Information supplied Block Start
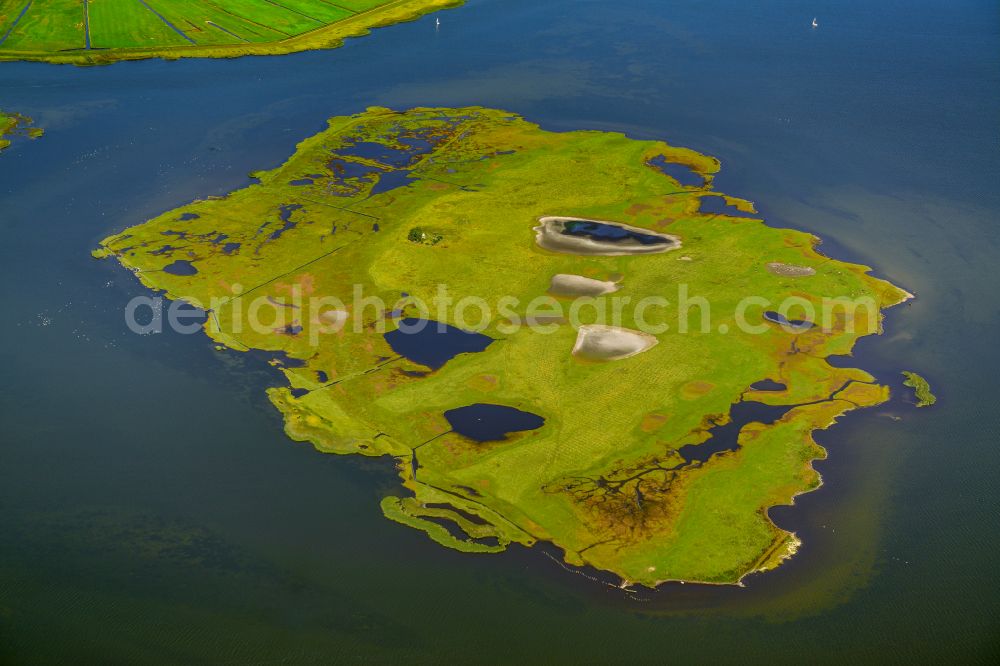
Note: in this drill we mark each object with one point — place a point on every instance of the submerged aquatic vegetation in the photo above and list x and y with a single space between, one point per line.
921 388
15 124
105 31
611 470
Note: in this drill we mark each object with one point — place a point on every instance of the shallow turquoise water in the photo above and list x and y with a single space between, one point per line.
152 511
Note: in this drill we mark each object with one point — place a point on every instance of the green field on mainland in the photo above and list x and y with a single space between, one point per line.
15 124
603 479
104 31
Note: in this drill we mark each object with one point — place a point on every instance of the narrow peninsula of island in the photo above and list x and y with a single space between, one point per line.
639 445
15 124
96 32
921 388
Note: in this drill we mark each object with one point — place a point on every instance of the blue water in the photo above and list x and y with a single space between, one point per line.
152 509
433 343
611 233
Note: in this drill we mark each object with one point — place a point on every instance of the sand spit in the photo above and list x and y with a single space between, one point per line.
790 270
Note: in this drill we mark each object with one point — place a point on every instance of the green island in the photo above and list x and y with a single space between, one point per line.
95 32
15 124
921 388
618 471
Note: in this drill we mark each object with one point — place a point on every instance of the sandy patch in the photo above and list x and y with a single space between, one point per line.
564 284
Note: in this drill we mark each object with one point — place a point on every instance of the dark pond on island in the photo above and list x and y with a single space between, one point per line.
433 343
153 511
611 233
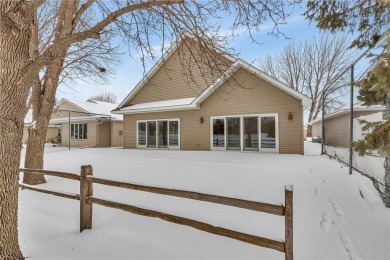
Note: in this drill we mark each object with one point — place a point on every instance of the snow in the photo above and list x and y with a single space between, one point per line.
336 215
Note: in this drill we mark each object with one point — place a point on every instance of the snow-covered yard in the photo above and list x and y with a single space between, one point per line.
336 216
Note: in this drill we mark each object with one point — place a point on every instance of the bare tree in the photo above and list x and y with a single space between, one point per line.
75 22
312 68
105 97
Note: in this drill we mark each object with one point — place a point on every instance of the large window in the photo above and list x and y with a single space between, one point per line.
78 131
251 134
233 134
162 134
142 133
245 133
268 135
174 133
219 132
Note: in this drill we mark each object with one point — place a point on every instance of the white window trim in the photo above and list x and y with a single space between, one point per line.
146 132
78 129
212 133
259 116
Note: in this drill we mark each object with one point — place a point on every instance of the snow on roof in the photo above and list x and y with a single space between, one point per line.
345 110
306 101
164 105
28 117
95 107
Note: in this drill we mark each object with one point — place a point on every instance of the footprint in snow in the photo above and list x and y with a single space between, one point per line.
337 209
353 255
325 222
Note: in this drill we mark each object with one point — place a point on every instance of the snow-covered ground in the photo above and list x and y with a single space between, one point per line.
336 216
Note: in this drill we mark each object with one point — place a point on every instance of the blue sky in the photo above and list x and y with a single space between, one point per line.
129 72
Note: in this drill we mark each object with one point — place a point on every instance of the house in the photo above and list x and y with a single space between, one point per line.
337 130
241 109
52 130
88 123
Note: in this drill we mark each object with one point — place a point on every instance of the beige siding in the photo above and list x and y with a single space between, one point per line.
173 81
50 135
103 134
117 134
91 136
336 129
65 114
259 98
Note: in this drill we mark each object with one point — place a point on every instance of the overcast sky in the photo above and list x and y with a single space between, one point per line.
129 72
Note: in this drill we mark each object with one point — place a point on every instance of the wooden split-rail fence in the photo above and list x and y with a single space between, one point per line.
87 200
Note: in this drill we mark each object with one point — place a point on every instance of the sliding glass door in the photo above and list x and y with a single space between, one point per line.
268 132
233 133
151 133
218 135
251 134
245 133
161 134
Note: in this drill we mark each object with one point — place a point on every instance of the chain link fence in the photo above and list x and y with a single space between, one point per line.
370 165
334 131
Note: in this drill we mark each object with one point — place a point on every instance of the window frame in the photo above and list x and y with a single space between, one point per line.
169 147
80 131
259 116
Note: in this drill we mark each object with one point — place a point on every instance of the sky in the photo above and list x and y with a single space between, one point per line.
129 72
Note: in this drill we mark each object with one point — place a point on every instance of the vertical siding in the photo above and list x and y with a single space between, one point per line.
258 97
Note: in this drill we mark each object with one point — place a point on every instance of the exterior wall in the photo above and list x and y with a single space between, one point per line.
172 81
89 142
357 127
117 134
337 129
258 97
63 114
103 134
51 134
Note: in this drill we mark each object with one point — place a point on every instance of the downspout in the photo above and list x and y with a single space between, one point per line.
98 132
69 129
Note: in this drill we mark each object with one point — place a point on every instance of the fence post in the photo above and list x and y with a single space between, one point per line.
288 216
86 190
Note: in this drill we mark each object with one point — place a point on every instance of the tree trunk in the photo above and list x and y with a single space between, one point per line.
34 155
15 33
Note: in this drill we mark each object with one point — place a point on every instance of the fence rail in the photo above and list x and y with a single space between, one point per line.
87 199
239 203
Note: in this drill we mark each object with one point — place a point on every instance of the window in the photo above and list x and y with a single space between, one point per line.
219 132
161 134
78 131
245 133
268 137
142 133
173 133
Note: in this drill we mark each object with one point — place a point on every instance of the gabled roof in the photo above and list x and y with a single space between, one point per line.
96 109
195 104
357 107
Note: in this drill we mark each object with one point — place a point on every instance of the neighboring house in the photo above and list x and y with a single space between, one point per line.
88 123
52 130
244 109
337 132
Information supplied Block End
● **What the task requires**: Take every entry and repeat it verbatim, minus the pictures.

● **Solution to the problem**:
Note: in this drill we mark each object with one point — place a point on every instance of the submerged aquatic vegetation in the photo above and list x and y with a single space between, one point per line.
921 388
15 124
105 31
611 470
Note: in this drill we mark each object with one point — place a point on every instance of the shallow turquoise water in the photo above and list x and y with a single space between, one point per line.
152 511
Note: in this drill we mark each object with one point — place a point on every instance of the green field on mainland in the photo above and list x and y with a single space between, one point per line.
15 124
603 479
104 31
Note: in this drill we mark each object with one point — place a point on every instance of the narrow peninsula of island in the photo above and list x and y with a single space between, one point per line.
639 445
15 124
96 32
921 388
Note: in this drill we mark each object with one point — place a point on every instance of the blue water in the photo above and list x and y with a single space between, one point per line.
152 509
433 343
611 233
Note: in this drill we mark each object with one point — place a point on every instance of the sand spit in the photo above and list x and y with a single space between, one point per line.
790 270
Note: in this drill we mark each object with one point — place a point on every instance of the green island in the photo above and list x and y with a single space between, one point per line.
95 32
15 124
921 388
618 471
Note: in this drill we mark each object with one point — place a point on every instance of the sandy patch in the photo above and list x and y with a single space between, one point per line.
564 284
Note: in this drill we mark each object with one point — place a point on every instance of the dark pond on island in the photo above and list x and y with a single space between, one point per line.
433 343
153 511
611 233
Note: in this drill we mark each object with one point — place a point on every instance of the snow in the photo above and list x and y with a single space between, one point per line.
336 215
Note: in this drill we mark each object with one point — place a point on every instance of the snow-covered yard in the photo above and list x and y with a single space between, one point per line.
336 216
Note: in this drill we mark each object with one point — place a point on every instance of the bare tree in the photo above and list x and y with a single space between, one point per line.
75 22
312 68
105 97
Note: in this drill we mark each object with one point — place a point on every instance of the large window in the photo above and list x and y with a single space between, one point per line.
78 131
251 134
233 134
162 134
142 133
245 133
268 135
174 133
219 132
Note: in this drill we mark each object with one point — place a point on every instance of the white window trim in the photo above and list x and y with a single space between, one point per line.
146 132
78 129
212 133
259 116
Note: in this drill we mark each object with one point — place a point on every instance of the snow on roof in the photo above and list x and y with a single space between, one point per line.
345 110
306 101
164 105
28 117
95 107
Note: in this drill we mark each object with one point — place a point on every instance of the footprint in snow in the photo above and list x and y with a single space between, one point per line.
337 209
353 255
325 222
Note: in this drill we mark each object with one point — place a point on every instance of the snow-covered ground in the photo above and list x and y with a single space between, one point per line.
336 216
Note: in this drill we mark each object with one point — place a point on every instance of the blue sky in the photo above and list x and y with a single space between, one point per line.
129 72
Note: in this drill we mark each object with one point — place a point on every instance of the house in the photo above and list x and y with a single space between, one point per line.
337 130
241 109
52 130
88 123
Note: in this drill we mark each object with one point — place a point on every instance of the beige siding in the photo above and list x and y with a single space between, one point per line.
173 81
50 135
103 134
117 134
91 136
336 129
65 114
259 98
Note: in this drill we mark each object with one point — place a point on every instance of the overcast sky in the photo above and list x and y with a single space between, one point per line.
129 72
Note: in this drill we mark each object with one point — place a point on every instance of the wooden split-rail fence in the photo above and list x and y with a single space between, one point per line.
87 200
Note: in this drill we mark each object with one point — place a point on every instance of the sliding glass door in the photo above and list x and y with a single space between, one point per line.
268 132
233 133
151 133
218 135
251 134
245 133
161 134
Note: in this drill we mark each object with one point — place a point on every instance of the chain link fence in the photo above and list x and y with a single space between, one point per line.
370 165
334 131
Note: in this drill we mark each object with one point — place a point on every instance of the window frame in the photo above and list x and y with a single space between, one point per line.
169 147
80 131
259 116
Note: in this drill we mark each object with one point — place a point on every instance of the sky in the photo above and list x and y with a single space between, one point per line.
129 72
Note: in this drill we mark each object with one point — place a point on every instance of the vertical siding in the photo above and list x and y with a single space between, one point per line.
258 97
Note: in this drill we mark each object with one point — place a point on every instance of the exterior wall in the photo above and list x and y with a single space between, one point per line.
172 81
89 142
357 127
117 134
337 129
258 97
63 114
103 134
51 134
Note: in this drill we mark each object with one point — place a point on every instance of the downspout in the photo above and list x and y with a single space between, one point per line.
98 132
69 129
Note: in this drill we mark each object with one point — place a point on every instance of the fence post in the photo above and list x and y with a single space between, one point per line.
288 216
86 190
Note: in this drill we mark each object with one point — place a point on every instance of the tree trunk in the photo above and list x and y with a single space between, one point per line.
34 155
15 33
Note: in this drill we mark each object with one point — place a point on every instance of the fence rail in the photo above and list x and y with a single space between, one point per line.
87 199
239 203
Note: in this drill we mark each object with one point — place a point on every instance of the window in the photo above and list x and y with a single space between, one point per line.
219 132
161 134
78 131
245 133
268 137
142 133
173 133
Note: in this drill we mark each object with one point — place a point on every instance of the gabled roof in the photo above and list x and y with a single space between, one point per line.
96 109
195 104
357 107
Note: in this drill we mark each object with one point — place a point on every instance of the neighboring house in the photo above and list x and y with a single space between, one point per line.
88 123
52 130
244 109
337 132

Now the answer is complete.